**Description of the task**:
Could you report every line from the entries that includes the word "below"?

(Beginning of Recorded data)

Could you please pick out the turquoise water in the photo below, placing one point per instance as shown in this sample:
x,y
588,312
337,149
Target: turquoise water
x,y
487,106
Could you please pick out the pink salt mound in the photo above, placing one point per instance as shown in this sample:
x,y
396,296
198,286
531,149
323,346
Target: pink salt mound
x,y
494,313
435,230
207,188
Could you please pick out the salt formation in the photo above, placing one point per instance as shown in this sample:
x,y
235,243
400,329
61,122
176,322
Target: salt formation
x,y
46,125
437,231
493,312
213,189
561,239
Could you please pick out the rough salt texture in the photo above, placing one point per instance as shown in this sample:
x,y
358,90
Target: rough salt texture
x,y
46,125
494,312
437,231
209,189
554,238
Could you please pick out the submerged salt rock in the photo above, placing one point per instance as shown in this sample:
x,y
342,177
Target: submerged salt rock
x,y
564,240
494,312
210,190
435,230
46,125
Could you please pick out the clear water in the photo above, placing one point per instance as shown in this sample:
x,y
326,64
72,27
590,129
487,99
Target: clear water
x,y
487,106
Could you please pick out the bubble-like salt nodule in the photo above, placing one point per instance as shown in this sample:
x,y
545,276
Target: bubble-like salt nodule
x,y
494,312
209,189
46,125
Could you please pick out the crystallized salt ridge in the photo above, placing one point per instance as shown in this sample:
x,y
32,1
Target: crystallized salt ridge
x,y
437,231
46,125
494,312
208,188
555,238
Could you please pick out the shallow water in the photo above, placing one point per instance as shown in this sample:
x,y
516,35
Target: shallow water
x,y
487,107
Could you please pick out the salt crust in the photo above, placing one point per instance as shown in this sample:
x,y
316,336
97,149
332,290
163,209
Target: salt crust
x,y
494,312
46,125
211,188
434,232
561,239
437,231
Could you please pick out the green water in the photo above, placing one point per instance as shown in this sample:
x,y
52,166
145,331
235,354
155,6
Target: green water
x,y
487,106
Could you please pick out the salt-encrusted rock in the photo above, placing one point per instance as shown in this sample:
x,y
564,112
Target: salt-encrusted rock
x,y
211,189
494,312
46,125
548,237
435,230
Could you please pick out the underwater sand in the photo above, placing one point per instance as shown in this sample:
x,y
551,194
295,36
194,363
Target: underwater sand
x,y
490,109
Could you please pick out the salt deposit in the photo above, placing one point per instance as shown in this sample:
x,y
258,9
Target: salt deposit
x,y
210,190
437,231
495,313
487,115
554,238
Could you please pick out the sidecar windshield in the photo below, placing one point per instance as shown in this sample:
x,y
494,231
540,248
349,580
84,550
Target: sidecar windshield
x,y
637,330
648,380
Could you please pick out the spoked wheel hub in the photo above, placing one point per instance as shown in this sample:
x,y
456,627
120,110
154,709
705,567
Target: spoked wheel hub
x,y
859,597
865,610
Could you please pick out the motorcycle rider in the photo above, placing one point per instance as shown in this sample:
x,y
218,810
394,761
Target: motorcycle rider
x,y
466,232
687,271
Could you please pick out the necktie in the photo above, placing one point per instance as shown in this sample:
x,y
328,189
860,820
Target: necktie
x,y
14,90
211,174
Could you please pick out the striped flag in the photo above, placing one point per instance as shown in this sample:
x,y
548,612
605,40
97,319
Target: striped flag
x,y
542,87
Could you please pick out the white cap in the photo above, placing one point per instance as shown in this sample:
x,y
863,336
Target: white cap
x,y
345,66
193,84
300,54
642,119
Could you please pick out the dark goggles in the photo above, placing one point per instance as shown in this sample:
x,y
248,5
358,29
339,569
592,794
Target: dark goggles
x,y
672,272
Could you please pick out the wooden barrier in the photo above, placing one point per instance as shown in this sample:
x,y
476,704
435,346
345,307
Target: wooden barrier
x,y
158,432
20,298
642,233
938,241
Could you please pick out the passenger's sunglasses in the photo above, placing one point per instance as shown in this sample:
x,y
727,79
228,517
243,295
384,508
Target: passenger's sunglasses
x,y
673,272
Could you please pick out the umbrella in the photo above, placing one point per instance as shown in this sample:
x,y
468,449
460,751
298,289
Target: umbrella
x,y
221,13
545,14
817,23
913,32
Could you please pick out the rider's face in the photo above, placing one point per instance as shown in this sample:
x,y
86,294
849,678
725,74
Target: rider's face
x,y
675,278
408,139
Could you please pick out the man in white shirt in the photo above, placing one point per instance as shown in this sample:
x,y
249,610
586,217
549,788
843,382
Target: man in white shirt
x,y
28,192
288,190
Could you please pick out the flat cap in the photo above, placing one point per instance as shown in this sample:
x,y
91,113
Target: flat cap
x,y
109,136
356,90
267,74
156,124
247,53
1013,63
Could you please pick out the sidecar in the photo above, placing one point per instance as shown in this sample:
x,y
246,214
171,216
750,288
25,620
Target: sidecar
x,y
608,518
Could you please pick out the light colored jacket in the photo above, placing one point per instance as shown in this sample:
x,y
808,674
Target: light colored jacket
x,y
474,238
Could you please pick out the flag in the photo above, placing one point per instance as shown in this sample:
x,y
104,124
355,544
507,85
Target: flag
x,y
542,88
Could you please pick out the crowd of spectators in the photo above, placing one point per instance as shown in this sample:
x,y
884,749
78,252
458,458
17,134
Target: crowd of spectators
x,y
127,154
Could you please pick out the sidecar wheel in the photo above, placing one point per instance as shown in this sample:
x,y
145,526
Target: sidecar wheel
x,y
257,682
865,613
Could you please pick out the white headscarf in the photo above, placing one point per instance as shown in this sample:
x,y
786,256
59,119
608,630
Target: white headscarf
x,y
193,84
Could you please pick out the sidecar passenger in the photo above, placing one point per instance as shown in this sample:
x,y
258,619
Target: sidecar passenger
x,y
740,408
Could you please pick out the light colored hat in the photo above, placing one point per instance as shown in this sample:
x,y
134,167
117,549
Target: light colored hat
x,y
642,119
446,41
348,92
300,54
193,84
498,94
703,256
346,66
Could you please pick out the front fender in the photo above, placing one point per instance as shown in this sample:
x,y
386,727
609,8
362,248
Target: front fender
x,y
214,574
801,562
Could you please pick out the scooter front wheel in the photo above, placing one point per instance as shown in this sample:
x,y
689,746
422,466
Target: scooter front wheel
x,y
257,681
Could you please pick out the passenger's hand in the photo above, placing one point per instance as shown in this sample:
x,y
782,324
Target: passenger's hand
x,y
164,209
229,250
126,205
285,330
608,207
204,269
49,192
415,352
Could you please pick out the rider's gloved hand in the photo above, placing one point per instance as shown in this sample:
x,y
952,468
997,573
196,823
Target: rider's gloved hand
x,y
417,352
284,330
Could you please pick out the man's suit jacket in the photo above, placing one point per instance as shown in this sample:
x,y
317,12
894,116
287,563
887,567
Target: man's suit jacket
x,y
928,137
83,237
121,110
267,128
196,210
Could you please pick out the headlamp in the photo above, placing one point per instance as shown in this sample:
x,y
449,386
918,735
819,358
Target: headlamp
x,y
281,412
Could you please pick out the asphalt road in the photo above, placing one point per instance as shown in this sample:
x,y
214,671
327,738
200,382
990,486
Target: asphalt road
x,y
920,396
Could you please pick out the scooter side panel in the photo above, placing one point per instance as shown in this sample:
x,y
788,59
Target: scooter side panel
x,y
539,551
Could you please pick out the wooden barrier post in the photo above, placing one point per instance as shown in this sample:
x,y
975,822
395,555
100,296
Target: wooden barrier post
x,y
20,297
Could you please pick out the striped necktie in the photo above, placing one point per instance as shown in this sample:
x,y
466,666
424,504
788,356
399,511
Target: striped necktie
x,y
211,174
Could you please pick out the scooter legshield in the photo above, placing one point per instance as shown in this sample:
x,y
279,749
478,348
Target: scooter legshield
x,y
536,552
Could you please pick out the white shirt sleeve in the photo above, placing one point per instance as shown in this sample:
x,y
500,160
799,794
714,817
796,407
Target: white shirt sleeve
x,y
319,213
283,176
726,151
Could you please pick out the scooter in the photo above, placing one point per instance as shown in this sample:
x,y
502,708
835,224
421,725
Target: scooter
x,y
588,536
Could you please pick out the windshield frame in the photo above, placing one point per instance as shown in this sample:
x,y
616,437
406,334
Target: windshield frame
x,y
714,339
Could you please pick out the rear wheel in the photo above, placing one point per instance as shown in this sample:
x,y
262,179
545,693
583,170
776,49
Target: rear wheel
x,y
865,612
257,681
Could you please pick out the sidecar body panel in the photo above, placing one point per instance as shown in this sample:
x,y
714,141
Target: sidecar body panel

(End of Recorded data)

**Worked solution**:
Could you please pick out the turquoise water in the photo below, placing one point per instance as shown in this sample:
Could you please pick out the sidecar windshield in the photo below, placing one point per instance as shown in this sample:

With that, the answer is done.